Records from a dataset

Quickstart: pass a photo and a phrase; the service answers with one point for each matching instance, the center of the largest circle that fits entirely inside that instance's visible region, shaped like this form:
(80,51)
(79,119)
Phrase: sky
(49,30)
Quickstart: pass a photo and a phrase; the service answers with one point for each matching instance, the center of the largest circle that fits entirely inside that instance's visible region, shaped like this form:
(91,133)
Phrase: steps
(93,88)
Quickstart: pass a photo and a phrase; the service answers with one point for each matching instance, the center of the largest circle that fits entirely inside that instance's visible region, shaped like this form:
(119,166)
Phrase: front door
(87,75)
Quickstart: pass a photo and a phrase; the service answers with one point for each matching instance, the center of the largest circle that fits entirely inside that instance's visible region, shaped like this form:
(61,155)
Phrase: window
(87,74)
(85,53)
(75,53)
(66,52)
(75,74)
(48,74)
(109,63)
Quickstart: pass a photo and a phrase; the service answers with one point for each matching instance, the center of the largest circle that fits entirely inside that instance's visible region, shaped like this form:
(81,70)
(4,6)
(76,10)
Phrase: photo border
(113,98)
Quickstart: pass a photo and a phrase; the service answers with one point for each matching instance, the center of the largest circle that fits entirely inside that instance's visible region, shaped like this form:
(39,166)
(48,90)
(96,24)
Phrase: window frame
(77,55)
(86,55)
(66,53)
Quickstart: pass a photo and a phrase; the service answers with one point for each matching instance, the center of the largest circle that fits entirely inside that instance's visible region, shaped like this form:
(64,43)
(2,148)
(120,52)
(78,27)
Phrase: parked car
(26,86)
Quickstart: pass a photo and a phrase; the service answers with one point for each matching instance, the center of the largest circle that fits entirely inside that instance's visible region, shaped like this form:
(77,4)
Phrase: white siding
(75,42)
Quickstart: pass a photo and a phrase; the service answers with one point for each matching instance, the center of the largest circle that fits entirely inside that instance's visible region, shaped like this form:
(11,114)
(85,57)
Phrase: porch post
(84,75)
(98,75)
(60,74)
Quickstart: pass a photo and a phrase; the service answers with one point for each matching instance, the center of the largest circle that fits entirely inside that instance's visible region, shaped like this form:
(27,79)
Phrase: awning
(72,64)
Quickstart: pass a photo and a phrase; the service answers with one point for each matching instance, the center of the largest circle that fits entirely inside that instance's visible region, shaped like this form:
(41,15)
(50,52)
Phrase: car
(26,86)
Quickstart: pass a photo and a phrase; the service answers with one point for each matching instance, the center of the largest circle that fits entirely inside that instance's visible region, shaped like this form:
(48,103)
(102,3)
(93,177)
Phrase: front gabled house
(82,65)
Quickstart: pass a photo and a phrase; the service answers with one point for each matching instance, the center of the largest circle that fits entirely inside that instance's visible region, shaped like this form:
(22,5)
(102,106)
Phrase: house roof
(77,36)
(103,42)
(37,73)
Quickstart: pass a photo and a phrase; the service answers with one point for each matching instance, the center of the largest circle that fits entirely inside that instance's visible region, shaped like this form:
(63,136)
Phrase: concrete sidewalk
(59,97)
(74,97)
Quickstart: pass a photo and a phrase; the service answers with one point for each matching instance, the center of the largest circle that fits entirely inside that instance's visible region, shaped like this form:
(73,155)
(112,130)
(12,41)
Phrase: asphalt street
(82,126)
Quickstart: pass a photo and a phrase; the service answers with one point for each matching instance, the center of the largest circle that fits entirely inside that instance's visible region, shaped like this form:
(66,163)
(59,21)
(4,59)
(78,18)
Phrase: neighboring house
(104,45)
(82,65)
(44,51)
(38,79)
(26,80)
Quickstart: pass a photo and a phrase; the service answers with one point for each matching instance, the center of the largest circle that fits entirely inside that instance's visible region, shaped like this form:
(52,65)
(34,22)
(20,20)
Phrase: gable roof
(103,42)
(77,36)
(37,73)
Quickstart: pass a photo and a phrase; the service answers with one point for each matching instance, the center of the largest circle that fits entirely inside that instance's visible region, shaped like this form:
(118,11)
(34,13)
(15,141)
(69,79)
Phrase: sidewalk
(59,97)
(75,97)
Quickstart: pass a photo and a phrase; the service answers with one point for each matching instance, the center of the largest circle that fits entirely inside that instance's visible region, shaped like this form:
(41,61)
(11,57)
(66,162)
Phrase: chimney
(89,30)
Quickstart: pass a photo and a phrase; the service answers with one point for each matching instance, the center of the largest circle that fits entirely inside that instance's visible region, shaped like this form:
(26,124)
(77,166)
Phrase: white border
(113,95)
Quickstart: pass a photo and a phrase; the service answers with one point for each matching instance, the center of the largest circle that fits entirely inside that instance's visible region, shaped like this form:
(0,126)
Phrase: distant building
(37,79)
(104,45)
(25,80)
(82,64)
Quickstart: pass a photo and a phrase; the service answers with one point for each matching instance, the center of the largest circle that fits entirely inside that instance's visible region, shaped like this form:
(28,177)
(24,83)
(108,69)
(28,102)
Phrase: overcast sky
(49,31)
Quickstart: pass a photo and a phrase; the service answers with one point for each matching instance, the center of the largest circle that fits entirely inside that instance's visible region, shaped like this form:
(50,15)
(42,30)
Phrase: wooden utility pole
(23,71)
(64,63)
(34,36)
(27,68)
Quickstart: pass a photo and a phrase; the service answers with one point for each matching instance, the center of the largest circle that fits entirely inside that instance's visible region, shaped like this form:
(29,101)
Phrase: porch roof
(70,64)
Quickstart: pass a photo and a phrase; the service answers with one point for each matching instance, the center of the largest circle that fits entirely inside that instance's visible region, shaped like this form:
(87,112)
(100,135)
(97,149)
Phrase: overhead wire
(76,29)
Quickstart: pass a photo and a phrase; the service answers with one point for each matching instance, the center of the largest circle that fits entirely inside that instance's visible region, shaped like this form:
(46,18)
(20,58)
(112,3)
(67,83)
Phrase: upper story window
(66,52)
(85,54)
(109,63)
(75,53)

» **TASK DIRECTIONS**
Each line of the data above needs to be returned exactly.

» **TASK SOLUTION**
Quickstart: pass a photo and a phrase; the service answers with one point for each matching instance, the center of the largest circle that fits entirely inside that instance's visible region, shaped like this form:
(80,51)
(79,119)
Phrase: sky
(49,30)
Quickstart: pass a photo and a phrase; the service answers with one point for each matching instance, the center of the largest circle that fits entirely inside that instance's visible region, shaped like this form:
(91,133)
Phrase: steps
(93,88)
Quickstart: pass a photo and a phrase; the service answers with one point for each matching instance, the center of the largest circle that fits entirely inside that instance's visible region, shaped like this form:
(119,166)
Phrase: front door
(87,75)
Quickstart: pass a photo and a phrase; the service answers with one point for each matching instance, the center of the largest circle that fits entirely inside that instance's visible region, shaped like this form:
(61,155)
Phrase: window
(87,74)
(85,53)
(75,53)
(66,52)
(75,74)
(48,74)
(109,63)
Quickstart: pass a photo and a phrase; the service answers with one point for each matching instance, the center of the largest circle that fits entirely inside that instance's visible region, shaped like this form:
(81,70)
(4,6)
(76,10)
Phrase: photo border
(113,98)
Quickstart: pass a photo and a phrase; the service answers with one point for each matching instance, the center of the largest circle that fits entirely inside that instance's visible region, shaped like this form:
(39,166)
(48,90)
(96,24)
Phrase: window frame
(77,55)
(86,55)
(66,53)
Quickstart: pass a photo and a phrase; the service answers with one point for each matching instance, the center of the largest circle that fits entirely inside that instance's visible region, shaped like this form:
(64,43)
(2,148)
(120,52)
(78,27)
Phrase: parked car
(26,86)
Quickstart: pass a photo and a phrase; the service answers with one point for each matching instance, the center of the largest circle that fits entirely inside that instance's visible region, shaped like this form:
(77,4)
Phrase: white siding
(75,42)
Quickstart: pass a photo and a phrase; the service answers with one point for each matching instance, the center of the largest circle that fits entirely inside that instance's visible region, shaped like this form:
(11,114)
(85,57)
Phrase: porch post
(84,75)
(98,75)
(60,74)
Quickstart: pass a photo and a phrase; the service answers with one point for each matching instance, the center of the largest circle that fits entirely inside that instance's visible region, shaped like this form:
(27,79)
Phrase: awning
(72,64)
Quickstart: pass a photo and a phrase; the service answers with one point for each matching instance, the center of the largest circle that fits entirely inside that instance's visible region, shaped like this form:
(41,15)
(50,52)
Phrase: car
(26,86)
Quickstart: pass a photo and a phrase; the service answers with one point for each matching instance, the center of the largest circle that fits entirely inside that instance's visible region, shaped like this form:
(48,103)
(102,3)
(93,177)
Phrase: front gabled house
(82,65)
Quickstart: pass a photo and a phrase; the service answers with one point for each matching instance, the center of the largest circle that fits entirely inside that instance's visible region, shaped like this form:
(22,5)
(102,106)
Phrase: house roof
(77,36)
(103,42)
(37,73)
Quickstart: pass a photo and a phrase; the service answers with one point for each matching instance, the center of the largest circle that fits entirely inside that instance's visible region, shaped like this form:
(63,136)
Phrase: concrete sidewalk
(59,97)
(74,97)
Quickstart: pass a photo and a phrase; the service answers with one point for each matching instance, the center of the largest circle that fits entirely inside that instance's visible region, shaped like this form:
(73,155)
(112,130)
(12,41)
Phrase: asphalt street
(82,126)
Quickstart: pass a photo and a phrase; the service answers with one point for each matching instance, the center of the largest circle that fits entirely inside that instance's visible region, shaped like this form:
(66,163)
(59,21)
(4,59)
(78,18)
Phrase: neighboring house
(104,45)
(82,65)
(44,51)
(38,79)
(26,80)
Quickstart: pass a photo and a phrase; the service answers with one point for each matching instance, the center of the largest circle that fits entirely inside that instance's visible region, shaped like this form:
(52,65)
(34,22)
(20,20)
Phrase: gable roof
(103,42)
(77,36)
(37,73)
Quickstart: pass a photo and a phrase; the service answers with one point for each matching instance, the center of the largest circle that fits entirely inside that instance's visible region, shaped like this form:
(118,11)
(34,13)
(15,141)
(69,79)
Phrase: sidewalk
(59,97)
(75,97)
Quickstart: pass a photo and a phrase; the service answers with one point for each matching instance, the center of the largest circle that fits entirely inside that instance's visible region, shaped like this form:
(41,61)
(11,57)
(66,162)
Phrase: chimney
(89,30)
Quickstart: pass a photo and a phrase; the service answers with one point for each matching instance, the center of the largest circle that fits entirely inside that instance's visible region, shaped like this form:
(26,124)
(77,166)
Phrase: white border
(113,95)
Quickstart: pass a photo and a phrase; the service answers with one point for each matching instance, the center of the largest circle that fits entirely inside that instance's visible region, shaped like this form:
(0,126)
Phrase: distant building
(37,79)
(104,45)
(25,80)
(82,64)
Quickstart: pass a photo and a phrase; the service answers with one point for each matching instance, the center of the largest circle that fits entirely inside that instance's visible region, shaped like this form:
(28,177)
(24,83)
(108,69)
(28,102)
Phrase: overcast sky
(49,31)
Quickstart: pass a photo and a phrase; the service answers with one point for each matching instance, the center of the largest circle that fits entirely inside that instance's visible region, shaped like this form:
(50,15)
(42,30)
Phrase: wooden utility pole
(23,71)
(64,63)
(34,36)
(27,68)
Quickstart: pass a photo and a phrase; the service answers with one point for each matching instance, the center of the largest circle that fits entirely inside that instance's visible region, shaped like this form:
(29,101)
Phrase: porch roof
(70,64)
Quickstart: pass a photo and a phrase; the service answers with one point for each matching instance, the center of the largest circle that fits entirely inside that instance's visible region, shaped like this form:
(87,112)
(100,135)
(97,149)
Phrase: overhead wire
(76,29)
Quickstart: pass a photo and a phrase; the service answers with one point for each matching instance, the center of the largest circle that fits entirely inside that instance's visible region, shaped like this form:
(46,18)
(20,58)
(112,3)
(67,83)
Phrase: upper story window
(66,52)
(85,54)
(109,63)
(75,53)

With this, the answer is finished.